## What you are asked to do
Gather every line in the rows below that contains the word "woman" and copy each one out. Matching is case-sensitive.

## Start

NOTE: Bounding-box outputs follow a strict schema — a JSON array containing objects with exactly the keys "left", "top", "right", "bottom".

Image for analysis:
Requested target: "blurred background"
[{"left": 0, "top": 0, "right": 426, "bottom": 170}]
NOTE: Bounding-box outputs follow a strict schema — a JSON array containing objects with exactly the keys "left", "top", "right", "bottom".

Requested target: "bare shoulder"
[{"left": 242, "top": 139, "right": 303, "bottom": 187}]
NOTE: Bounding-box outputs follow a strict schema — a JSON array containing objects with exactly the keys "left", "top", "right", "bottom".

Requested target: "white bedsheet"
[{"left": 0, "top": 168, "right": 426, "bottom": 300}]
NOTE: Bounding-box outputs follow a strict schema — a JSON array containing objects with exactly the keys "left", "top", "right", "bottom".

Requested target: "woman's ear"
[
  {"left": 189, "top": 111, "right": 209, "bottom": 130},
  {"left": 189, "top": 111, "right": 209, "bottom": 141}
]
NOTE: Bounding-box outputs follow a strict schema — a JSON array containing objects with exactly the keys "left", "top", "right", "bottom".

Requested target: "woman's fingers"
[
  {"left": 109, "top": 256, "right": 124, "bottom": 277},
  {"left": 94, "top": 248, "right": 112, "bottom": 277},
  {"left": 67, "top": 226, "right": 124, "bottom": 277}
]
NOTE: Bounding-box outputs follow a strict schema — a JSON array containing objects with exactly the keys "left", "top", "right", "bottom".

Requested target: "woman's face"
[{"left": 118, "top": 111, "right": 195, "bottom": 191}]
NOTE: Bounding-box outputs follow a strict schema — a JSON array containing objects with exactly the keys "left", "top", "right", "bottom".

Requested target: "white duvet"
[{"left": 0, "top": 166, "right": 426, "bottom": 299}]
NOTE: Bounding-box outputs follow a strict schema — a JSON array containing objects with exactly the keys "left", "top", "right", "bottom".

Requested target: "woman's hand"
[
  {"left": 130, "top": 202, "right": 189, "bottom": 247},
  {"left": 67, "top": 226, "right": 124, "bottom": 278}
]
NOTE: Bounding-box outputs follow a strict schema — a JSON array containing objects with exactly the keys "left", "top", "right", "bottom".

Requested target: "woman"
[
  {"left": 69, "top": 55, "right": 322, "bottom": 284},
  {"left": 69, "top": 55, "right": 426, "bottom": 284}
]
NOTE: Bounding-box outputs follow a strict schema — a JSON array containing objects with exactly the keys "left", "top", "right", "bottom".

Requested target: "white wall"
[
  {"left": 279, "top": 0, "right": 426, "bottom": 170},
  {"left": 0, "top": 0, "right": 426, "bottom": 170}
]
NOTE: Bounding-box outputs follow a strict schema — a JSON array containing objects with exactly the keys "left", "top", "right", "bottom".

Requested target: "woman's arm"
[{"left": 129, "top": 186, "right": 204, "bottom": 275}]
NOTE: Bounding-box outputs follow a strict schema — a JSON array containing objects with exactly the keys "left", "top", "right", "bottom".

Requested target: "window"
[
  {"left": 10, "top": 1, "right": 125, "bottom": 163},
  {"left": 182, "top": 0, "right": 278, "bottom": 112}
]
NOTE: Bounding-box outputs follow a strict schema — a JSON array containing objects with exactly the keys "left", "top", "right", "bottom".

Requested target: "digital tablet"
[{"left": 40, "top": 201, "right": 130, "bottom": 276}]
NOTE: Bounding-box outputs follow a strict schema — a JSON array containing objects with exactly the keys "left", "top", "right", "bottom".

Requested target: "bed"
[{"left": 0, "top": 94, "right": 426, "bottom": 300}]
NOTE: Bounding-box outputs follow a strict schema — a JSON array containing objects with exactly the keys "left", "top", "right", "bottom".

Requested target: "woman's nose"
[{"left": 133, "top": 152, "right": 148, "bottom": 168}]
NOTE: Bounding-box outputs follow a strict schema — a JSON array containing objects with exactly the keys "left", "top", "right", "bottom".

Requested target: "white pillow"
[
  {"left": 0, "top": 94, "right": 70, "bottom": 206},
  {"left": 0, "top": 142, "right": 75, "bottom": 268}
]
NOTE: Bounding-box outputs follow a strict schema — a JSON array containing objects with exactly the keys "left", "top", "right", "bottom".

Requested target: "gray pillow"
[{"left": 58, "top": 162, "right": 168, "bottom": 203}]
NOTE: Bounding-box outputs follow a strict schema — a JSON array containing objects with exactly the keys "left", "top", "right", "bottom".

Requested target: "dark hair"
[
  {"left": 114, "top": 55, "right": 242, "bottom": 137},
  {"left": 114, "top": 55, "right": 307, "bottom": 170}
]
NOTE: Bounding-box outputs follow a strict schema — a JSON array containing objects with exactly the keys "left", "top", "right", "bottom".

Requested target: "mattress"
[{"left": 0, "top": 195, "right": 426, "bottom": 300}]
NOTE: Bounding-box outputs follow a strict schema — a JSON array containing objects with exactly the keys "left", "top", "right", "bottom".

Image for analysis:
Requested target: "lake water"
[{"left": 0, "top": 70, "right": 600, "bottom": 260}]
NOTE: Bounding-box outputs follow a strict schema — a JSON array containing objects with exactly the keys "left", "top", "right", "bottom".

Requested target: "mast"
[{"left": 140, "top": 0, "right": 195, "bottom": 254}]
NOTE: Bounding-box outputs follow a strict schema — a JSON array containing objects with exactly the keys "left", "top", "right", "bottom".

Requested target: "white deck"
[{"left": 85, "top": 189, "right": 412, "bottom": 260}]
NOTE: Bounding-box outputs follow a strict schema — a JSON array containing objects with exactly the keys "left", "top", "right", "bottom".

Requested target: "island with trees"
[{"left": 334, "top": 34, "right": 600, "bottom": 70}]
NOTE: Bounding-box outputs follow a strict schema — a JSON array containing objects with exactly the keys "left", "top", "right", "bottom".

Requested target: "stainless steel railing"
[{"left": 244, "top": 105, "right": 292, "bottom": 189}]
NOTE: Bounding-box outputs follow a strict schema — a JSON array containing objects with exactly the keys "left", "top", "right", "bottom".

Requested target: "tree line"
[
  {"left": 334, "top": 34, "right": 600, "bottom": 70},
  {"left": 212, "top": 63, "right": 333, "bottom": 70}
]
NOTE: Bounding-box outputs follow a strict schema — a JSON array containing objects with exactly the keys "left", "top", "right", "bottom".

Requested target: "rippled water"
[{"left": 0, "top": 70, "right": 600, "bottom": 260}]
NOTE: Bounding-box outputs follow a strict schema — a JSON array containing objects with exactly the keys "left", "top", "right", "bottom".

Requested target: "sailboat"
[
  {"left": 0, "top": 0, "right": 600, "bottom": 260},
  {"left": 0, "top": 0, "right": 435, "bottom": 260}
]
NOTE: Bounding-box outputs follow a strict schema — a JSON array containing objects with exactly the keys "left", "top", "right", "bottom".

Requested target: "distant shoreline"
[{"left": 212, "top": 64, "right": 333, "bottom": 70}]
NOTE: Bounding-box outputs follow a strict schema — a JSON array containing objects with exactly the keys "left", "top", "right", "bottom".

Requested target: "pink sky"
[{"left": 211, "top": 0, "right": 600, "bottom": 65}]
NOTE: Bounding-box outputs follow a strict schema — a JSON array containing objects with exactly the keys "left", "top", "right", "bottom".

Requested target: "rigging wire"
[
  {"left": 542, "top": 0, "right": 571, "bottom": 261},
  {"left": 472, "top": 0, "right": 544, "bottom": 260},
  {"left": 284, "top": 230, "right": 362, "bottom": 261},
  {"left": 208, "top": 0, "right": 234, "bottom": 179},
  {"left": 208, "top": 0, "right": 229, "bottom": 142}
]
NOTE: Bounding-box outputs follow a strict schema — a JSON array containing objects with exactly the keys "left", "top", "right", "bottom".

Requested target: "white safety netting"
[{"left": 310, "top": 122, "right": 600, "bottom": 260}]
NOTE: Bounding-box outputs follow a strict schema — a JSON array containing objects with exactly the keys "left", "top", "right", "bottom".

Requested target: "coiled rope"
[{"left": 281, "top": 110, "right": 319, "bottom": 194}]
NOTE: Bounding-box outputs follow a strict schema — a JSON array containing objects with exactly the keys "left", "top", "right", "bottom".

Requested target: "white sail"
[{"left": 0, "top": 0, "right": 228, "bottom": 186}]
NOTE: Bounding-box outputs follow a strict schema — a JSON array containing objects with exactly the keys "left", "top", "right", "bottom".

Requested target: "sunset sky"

## End

## Result for this exercise
Requested target: "woman's ear"
Requested target: "woman's fingers"
Requested target: "woman's face"
Requested target: "woman's hand"
Requested target: "woman"
Requested target: "woman's arm"
Requested target: "woman's nose"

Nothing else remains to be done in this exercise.